Tasks to perform:
1/ Copy the passage from the CVPO issue thread word for word, starting with "63 stars 7 forks" and going on through "encounter some bugs?".
2/ Check each statement against the CVPO issue thread. For each one, answer yes or no and quote the words from the thread that settle it.
(a) The repository is released under the GNU General Public License v3.0.
(b) The user reported that the return increased during training.
(c) The maintainer had run this repository on the original Mujoco tasks.
3/ Pick up the CVPO issue thread after its final sentence and continue it.

Reading passage:
CVPO for Speed-constrained MuJoCo

liuzuxin / cvpo-safe-rl

Code for "Constrained Variational Policy Optimization for Safe Reinforcement Learning" (ICML 2022)

GNU General Public License v3.0

63 stars 7 forks source link

CVPO for Speed-constrained MuJoCo #10

Closed qianlin04 closed 1 year ago

qianlin04 commented 1 year ago

CVPO is an impressive work. Have you tried applying CVPO to Speed-constrained MuJoCo environment? In Speed-constrained MuJoCo setting, the constraint is on accumulated velocity, and the threshold and accumulated cost are discounted.

mujoco

I tried running CVPO directly for Speed-constrained MuJoCo, but the results were not as expected. In particular, the return decreased during training. Additionally, even under the unlimited setting, CVPO still performed poorly. Could you provide guidance and help? Did I miss some key hyperparameters or encounter some bugs?

cvpo_mujoco

liuzuxin commented 1 year ago

Hi @dolts4444 , thank you for your interest in our work and sorry about the late reply. I was preparing a new version of CVPO implementation as well as some other safe RL baselines and did the velocity experiments in Mujoco as you mentioned, which can hopefully address your issue. I didn't try this repo on the original Mujoco tasks, and it is not a surprise for not working well, because the hyper-parameters are not optimized for that long-horizon environments.

Data shown:
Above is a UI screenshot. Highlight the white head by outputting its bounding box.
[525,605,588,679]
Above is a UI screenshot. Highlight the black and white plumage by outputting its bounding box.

Responses in order:
1/
63 stars 7 forks source link

CVPO for Speed-constrained MuJoCo #10

Closed qianlin04 closed 1 year ago

qianlin04 commented 1 year ago

CVPO is an impressive work. Have you tried applying CVPO to Speed-constrained MuJoCo environment? In Speed-constrained MuJoCo setting, the constraint is on accumulated velocity, and the threshold and accumulated cost are discounted.

mujoco

I tried running CVPO directly for Speed-constrained MuJoCo, but the results were not as expected. In particular, the return decreased during training. Additionally, even under the unlimited setting, CVPO still performed poorly. Could you provide guidance and help? Did I miss some key hyperparameters or encounter some bugs?

2/
(a) Yes: "GNU General Public License v3.0"
(b) No: "In particular, the return decreased during training."
(c) No: "I didn't try this repo on the original Mujoco tasks"

3/
I tried my new version of CVPO on SafetyGymnasium velocity tasks, which I think is almost identical to the environments you are using, and the results are pretty good with the default hyper-parameters. I attached some results here:

SafetyHalfCheetahVelocityGymnasium-v1
SafetySwimmerVelocityGymnasium-v1
SafetyHopperVelocityGymnasium-v1

I haven't finished the hyperparameters tuning for all algorithms in the safety-gymnasium tasks, and once they are finished, I will upload the results.

Regarding the failures of CVPO in this repo, I conjecture that it is because of the poor Q estimation in these long-horizon tasks. Note that CVPO is a pure off-policy algorithm, and thus its performance is heavily dependent on the quality of both reward and cost Q estimations. If you check the Q values logs in your training, I suspect that the values may be exploded. I also found this issue in my previous experiments as well. There are many potential reasons for this: 1) the reward/cost are not normalized property, and the discounting factor is large -> bellman update can hardly converge. 2) the polyak update coefficient is not set properly and also causes the bellman update can hardly converge. 3) the replay buffer is small and the critics are overfitted to the most recent data, which may also cause exploded values. In my new repo, I use n-step returns (such as n=3) and a smaller discounting factor (such as 0.98) can mitigate this issue.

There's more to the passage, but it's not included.